_Records from a data collection_
****************************************

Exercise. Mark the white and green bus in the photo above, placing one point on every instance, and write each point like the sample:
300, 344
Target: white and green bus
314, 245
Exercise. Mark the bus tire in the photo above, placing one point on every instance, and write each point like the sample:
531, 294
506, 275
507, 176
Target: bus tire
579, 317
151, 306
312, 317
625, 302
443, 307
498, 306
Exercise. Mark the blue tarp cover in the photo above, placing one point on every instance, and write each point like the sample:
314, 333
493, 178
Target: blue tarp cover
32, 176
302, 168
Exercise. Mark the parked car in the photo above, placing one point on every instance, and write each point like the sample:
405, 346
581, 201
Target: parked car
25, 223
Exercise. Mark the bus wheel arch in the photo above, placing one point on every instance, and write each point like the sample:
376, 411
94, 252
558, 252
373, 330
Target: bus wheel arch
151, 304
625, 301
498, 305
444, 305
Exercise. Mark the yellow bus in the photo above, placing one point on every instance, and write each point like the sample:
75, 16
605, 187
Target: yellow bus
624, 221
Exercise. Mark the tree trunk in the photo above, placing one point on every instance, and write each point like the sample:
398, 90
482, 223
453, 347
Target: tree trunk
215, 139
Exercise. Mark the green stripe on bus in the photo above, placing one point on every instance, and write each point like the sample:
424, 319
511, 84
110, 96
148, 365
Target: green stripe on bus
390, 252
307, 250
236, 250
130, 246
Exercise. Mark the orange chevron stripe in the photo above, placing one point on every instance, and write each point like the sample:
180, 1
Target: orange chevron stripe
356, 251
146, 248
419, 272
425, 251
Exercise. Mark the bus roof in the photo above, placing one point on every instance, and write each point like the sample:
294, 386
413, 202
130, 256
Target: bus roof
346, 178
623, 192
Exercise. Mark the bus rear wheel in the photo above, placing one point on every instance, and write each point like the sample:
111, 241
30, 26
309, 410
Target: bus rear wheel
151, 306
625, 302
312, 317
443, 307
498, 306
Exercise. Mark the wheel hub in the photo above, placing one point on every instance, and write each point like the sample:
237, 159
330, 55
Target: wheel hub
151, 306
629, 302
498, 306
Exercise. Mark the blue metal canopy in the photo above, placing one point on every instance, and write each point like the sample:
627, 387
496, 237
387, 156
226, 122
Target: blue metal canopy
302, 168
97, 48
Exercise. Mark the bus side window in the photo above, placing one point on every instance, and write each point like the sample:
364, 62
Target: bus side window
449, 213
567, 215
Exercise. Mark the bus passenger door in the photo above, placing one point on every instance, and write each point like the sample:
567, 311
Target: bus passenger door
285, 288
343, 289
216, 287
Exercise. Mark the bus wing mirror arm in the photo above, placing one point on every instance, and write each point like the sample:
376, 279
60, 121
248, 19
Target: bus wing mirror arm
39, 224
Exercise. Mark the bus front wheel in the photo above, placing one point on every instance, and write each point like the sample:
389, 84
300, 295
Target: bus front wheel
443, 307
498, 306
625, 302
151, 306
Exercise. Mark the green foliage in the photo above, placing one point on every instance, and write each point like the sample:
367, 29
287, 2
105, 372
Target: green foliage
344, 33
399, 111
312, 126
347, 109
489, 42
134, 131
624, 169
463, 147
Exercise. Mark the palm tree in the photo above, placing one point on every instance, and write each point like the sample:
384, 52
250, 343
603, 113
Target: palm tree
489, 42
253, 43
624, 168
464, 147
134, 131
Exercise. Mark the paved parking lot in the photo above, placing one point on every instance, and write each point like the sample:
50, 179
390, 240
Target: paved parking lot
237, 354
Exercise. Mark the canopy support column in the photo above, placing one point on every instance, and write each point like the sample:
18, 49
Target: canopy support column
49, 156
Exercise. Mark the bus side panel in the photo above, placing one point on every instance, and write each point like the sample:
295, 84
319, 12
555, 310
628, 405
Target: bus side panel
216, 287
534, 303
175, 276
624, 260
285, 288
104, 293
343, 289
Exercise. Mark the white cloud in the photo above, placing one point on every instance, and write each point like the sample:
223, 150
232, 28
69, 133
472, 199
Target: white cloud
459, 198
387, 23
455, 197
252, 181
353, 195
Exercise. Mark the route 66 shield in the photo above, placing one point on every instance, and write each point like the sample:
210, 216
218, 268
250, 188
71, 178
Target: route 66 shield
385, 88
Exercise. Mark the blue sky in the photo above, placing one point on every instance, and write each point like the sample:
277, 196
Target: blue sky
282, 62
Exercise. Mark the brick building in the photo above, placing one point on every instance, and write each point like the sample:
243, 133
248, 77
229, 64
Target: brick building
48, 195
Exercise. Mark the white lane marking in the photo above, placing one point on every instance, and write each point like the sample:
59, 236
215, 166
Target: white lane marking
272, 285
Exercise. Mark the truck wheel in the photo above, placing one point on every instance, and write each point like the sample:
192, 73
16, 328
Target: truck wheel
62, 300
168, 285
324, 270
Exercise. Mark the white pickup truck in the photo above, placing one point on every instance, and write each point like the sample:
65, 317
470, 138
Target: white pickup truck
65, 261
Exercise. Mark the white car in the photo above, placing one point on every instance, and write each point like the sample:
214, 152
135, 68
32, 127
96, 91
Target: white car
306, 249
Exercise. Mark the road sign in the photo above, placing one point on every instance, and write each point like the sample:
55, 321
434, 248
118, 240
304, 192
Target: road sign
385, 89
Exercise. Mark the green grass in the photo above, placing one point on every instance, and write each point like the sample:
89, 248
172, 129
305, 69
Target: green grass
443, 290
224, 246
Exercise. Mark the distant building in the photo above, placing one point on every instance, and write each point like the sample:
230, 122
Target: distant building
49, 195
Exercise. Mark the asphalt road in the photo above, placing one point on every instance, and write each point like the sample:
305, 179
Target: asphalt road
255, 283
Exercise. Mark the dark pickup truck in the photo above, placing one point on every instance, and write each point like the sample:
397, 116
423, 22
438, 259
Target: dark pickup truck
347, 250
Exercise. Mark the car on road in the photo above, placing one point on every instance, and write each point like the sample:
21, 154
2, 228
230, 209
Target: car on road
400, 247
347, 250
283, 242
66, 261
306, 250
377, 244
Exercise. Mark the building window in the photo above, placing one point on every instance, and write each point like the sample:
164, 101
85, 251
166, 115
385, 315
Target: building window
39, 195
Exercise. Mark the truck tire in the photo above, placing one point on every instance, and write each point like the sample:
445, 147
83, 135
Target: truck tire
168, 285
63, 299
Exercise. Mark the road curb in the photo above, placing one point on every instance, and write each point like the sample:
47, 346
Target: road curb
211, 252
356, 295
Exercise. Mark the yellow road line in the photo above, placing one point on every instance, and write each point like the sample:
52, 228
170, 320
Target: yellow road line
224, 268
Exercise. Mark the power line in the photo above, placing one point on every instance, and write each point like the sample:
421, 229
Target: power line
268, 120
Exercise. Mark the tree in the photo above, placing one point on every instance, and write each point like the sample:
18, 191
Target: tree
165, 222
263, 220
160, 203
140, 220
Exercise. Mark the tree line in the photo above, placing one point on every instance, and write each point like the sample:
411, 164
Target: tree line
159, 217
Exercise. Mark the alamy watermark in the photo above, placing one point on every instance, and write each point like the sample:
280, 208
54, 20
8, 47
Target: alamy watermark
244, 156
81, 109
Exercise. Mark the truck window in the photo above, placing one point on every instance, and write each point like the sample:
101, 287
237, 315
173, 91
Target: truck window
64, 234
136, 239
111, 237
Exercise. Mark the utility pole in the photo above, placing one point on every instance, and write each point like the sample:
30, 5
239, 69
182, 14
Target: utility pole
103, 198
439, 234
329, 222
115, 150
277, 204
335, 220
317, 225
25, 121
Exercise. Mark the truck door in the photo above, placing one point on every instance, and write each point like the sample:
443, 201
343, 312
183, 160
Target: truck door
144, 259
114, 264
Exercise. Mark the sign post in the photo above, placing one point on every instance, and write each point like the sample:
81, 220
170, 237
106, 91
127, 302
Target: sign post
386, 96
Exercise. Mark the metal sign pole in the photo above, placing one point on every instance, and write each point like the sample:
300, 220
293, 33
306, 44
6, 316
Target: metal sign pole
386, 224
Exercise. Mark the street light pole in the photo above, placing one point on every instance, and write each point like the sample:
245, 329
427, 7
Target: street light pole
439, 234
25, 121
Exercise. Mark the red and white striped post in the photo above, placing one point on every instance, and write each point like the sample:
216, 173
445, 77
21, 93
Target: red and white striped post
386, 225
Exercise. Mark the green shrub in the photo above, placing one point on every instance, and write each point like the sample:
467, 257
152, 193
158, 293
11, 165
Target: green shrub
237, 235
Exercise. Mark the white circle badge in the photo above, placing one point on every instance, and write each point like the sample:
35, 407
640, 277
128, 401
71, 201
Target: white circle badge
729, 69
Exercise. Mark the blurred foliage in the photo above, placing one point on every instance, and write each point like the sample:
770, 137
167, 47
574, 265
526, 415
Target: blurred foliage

****************************************

_TASK BRIEF_
Identify the lines of the data that contain the word "blurred". Copy each of them.

_ANSWER TO THIS PROBLEM_
Exercise. Mark the blurred foliage in the photo above, placing one point on every instance, and write each point like the sample:
Target: blurred foliage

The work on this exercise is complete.